# 摘录
——
VK Cup 2016 round 2题解
VK CUP 2016 round 2
Div2 :
Div2 :
A:直接1,2,1,2的送,答案就是n / 3 * 2 + (n % 3 != 0)
#include <iostream>
#include <cstring>
#include <cstdio>
using namespace std;
int n;
int main() {
cin>>n;
cout<<n / 3 * 2 + (n % 3 != 0);
}
B:按照原图中的箭头跳,跳出了就是false,如果跳到了以前访问的点就是true.
#include <iostream>
#include <cstring>
#include <cstdio>
using namespace std;
int n,A[100010];
bool visit[100010];
char s[100010];
int main() {
//freopen("lx.in","r",stdin);
cin>>n;
scanf("%s",s + 1);
for(int i = 1;i <= n;i ++) scanf("%d",&A[i]);
int x = 1;
memset(visit,false,sizeof(visit));
while(1)
{
if(visit[x]) {printf("INFINITE");return 0;}
visit[x] = true;
if(s[x] == '>')
{
x = x + A[x];
if(x <= 0 || x > n) {printf("FINITE");return 0;}
}
else
{
x = x - A[x];
if(x <= 0 || x > n) {printf("FINITE");return 0;}
}
}
}
Div2 C & Div1 A :
按照题意暴力模拟,f[i][j]表示i行j列实际表示的是原来矩阵的哪一个数.
#include <iostream>
#include <cstring>
#include <cstdio>
using namespace std;
int n,m,q,a,b,c,father[110][110],Ans[110][110],op;
int main() {
//freopen("lx.in","r",stdin);
scanf("%d%d%d",&n,&m,&q);
for(int i = 1;i <= n;i ++)
for(int j = 1;j <= m;j ++)
father[i][j] = (i - 1) * m + j;
for(int i = 1;i <= q;i ++)
{
scanf("%d",&op);
if(op == 1)
{
scanf("%d",&a);
int t = father[a][1];
for(int j = 1;j < m;j ++)
father[a][j] = father[a][j + 1];
father[a][m] = t;
}
if(op == 2)
{
scanf("%d",&a);
int t = father[1][a];
for(int j = 1;j < n;j ++)
father[j][a] = father[j + 1][a];
father[n][a] = t;
}
if(op == 3)
{
scanf("%d%d%d",&a,&b,&c);
int t = father[a][b];
int x = (t - 1) / m + 1;
int y = t - (x - 1) * m;
Ans[x][y] = c;
}
}
for(int i = 1;i <= n;i ++)
——
# 任务要求
(a) 将 VK Cup 2016 第二轮题解中的这句话译成英文:“按照原图中的箭头跳,跳出了就是false,如果跳到了以前访问的点就是true.”
(b) 从 VK Cup 2016 第二轮题解的最后一行之后接着往下写。

# 数据条目
——
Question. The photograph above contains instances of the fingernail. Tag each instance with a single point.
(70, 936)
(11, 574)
——
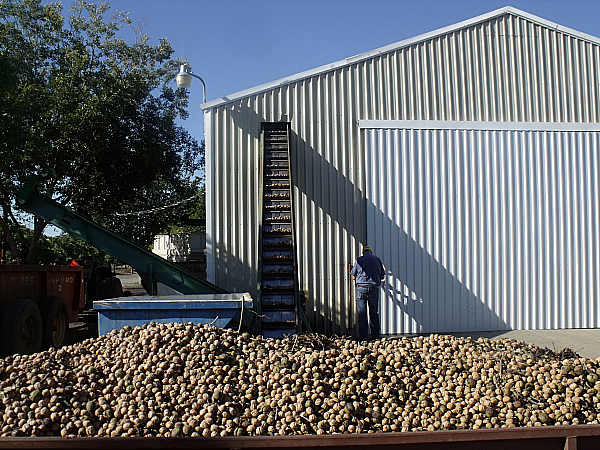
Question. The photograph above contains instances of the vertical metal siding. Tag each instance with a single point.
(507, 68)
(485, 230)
——
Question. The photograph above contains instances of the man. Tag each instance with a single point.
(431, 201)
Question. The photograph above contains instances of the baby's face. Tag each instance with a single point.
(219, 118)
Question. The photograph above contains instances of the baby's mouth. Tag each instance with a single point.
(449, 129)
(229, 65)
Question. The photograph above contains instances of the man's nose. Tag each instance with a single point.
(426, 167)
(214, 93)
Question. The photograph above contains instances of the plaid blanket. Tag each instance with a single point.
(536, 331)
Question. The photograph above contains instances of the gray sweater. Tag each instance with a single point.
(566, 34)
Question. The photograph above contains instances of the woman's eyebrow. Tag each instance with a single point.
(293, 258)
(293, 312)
——
# 按序答案
(a) Jump along the arrows in the original graph; if you jump out, it is false, and if you land on a previously visited point, it is true.

(b)
{
for(int j = 1;j <= m;j ++)
{
cout<<Ans[i][j]<<' ';
}
cout<<endl;
}
}
Div2 D & Div1 B :
分析一下发现奇数的男生的移动是相似的,偶数之间也是相似的,所以只用分别算出奇数和偶数分别移动了多少就可以了.(注意中途爆int.T_T)
#include <iostream>
#include <cstring>
#include <cstdio>
using namespace std;
int n,q,A[2000010],B[2000010],Ans[1000010],step;
int main() {
scanf("%d%d",&n,&q);
for(int i = 1;i <= q;i ++)
{
scanf("%d",&A[i]);
if(A[i] == 1) scanf("%d",&B[i]);
}
step = 0;
for(int i = 1;i <= q;i ++)
{
if(A[i] == 1) step = ((step + B[i]) % n + n) % n;
else if((step + 1) % 2 == 0) step = ((step - 1) % n + n) % n;
else step = ((step + 1) % n + n) % n;
}
for(int i = 1;i <= n;i += 2)
Ans[(((i + step) % n) + n) % n] = i;
step = 0;
step = 0;
for(int i = 1;i <= q;i ++)
{
if(A[i] == 1) step = ((step + B[i]) % n + n) % n;
else if((step) % 2 == 0) step = ((step - 1) % n + n) % n;
else step = ((step + 1) % n + n) % n;
}
for(int i = 2;i <= n;i += 2)
Ans[(((i + step) % n) + n) % n] = i;
Ans[n] = Ans[0];
for(int i = 1;i <= n;i ++)
printf("%d ",Ans[i]);
}
Div1 C :
设Max[i] = max(a,b) <= i,Min[i] = min(a,b) >= i,s[i] = pa[1] + pa[2] +...pa[i],t[i] = pb[1] + pb[2] +..退一下公式发现s[i] * t[i] = Max[i],1 - s[i] - t[i] + s[i] * t[i] = Min[i + 1],解一下每个方程就可以了,注意sqrt()里面的数要和0取max...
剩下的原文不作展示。